GIVEN PROBLEM
How many lines in the material below contain the word "woman"? Give only the number.

EXERCISE INPUTS
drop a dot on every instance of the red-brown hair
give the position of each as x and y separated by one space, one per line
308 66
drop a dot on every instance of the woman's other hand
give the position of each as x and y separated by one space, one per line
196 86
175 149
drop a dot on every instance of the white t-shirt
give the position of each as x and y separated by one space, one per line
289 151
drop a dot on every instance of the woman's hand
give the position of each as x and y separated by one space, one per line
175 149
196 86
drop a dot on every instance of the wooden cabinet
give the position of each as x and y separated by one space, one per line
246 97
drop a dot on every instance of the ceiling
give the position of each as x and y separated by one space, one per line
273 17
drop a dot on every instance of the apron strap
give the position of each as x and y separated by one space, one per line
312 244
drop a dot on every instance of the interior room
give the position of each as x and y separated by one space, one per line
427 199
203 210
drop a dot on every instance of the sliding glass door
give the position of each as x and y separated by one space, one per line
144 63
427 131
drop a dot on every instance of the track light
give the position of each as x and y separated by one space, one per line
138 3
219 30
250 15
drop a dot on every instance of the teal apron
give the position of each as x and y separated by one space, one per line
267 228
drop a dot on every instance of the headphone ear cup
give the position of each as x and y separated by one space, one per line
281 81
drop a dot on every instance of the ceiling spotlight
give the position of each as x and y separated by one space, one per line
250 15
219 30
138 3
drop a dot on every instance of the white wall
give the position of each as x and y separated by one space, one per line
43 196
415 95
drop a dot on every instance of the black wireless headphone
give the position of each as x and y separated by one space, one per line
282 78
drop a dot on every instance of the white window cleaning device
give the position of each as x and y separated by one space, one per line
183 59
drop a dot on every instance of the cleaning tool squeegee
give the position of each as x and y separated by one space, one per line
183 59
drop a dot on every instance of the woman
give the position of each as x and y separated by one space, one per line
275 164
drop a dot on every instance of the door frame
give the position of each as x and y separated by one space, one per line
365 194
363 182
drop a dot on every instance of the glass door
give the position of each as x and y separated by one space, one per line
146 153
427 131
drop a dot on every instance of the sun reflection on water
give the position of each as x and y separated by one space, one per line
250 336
--
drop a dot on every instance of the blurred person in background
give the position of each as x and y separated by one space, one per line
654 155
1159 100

WRITTEN REPLY
3